### Podany tekst
Także tutaj nie zamierzam się za bardzo rozpisywać, aby nie zanudzać was informacjami, które już pewnie znacie. Powiem tylko, że przygody rudowłosej Pelissy po raz pierwszy ukazały się w Polsce w magazynie "Komiks". Na temat tej serii możecie przeczytać w KZ #18 poświęconym Regisowi Loiselowi - rysownikowi serii, oraz w artykule autorstwa Wilka na temat przygód Pelissy zamieszczonym w KZ #21.

Oprócz przygód rudowłosej bohaterki w zeszytach magazynu "Komiks" zawierających album "Jajo mroków" ("K" #15,16) znajdziecie też krótkie komiksy stworzone przez Juana Gimeneza (rysownika znanego u nas głównie z serii "Kasta Metabaronów"). Pochodzą one z cyklu zatytułowanego "Kwestia czasu".

### Cele
**a)** Wyjaśnij w jednym do trzech zdań, z jakiego powodu tekst o przygodach Pelissy nie rozpisuje się szerzej na temat tej serii.
**b)** W których zeszytach magazynu „Komiks” ukazał się album „Jajo mroków”, według tekstu o przygodach Pelissy?
**c)** Podejmij tekst o przygodach Pelissy od miejsca, w którym się kończy, i kontynuuj go.
Pozycje nie będą tu potrzebne.

[Zapisy adnotacji punktowych]
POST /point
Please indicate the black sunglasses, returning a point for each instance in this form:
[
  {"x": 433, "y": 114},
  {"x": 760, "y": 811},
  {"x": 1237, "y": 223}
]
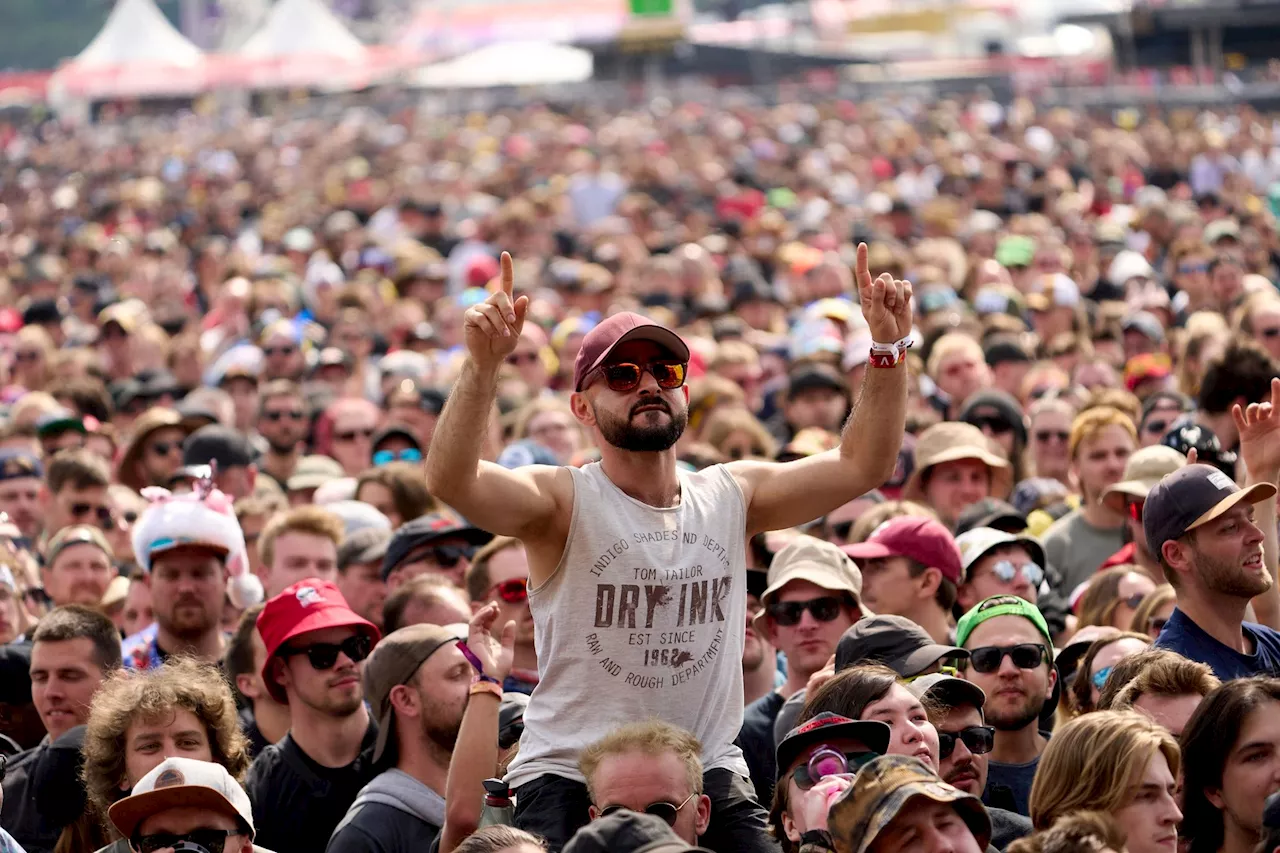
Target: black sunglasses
[
  {"x": 789, "y": 612},
  {"x": 201, "y": 839},
  {"x": 666, "y": 811},
  {"x": 323, "y": 656},
  {"x": 977, "y": 739},
  {"x": 1025, "y": 656}
]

### Odpowiedzi do zadań
**a)** Tekst nie rozpisuje się szerzej, aby nie zanudzać czytelników informacjami, które zapewne już znają.

**b)** W zeszytach nr 15 i 16.

**c)**
Wieczna wojna

Jest to historia o Williamie Mandelli, który z przymusu zostaje żołnierzem i bierze udział w wojnie, która właściwie nie jest jego wojną. Komiks jest adaptacją bestsellerowej powieści Joe Haldemana, (który stworzył też scenariusz na potrzeby opowieści rysunkowej). Za grafikę w komiksie jest natomiast odpowiedzialny Morvano. Kontynuacją tej serii jest "Wieczna wolność", wydawana u nas przez Egmont. Podobno wydawnictwo myśli też o wznowieniu "Wiecznej wojny" - no cóż, poczekamy, zobaczymy. Więcej na temat serii możecie się dowiedzieć z artykułu Hansa zawartego w KZ #14.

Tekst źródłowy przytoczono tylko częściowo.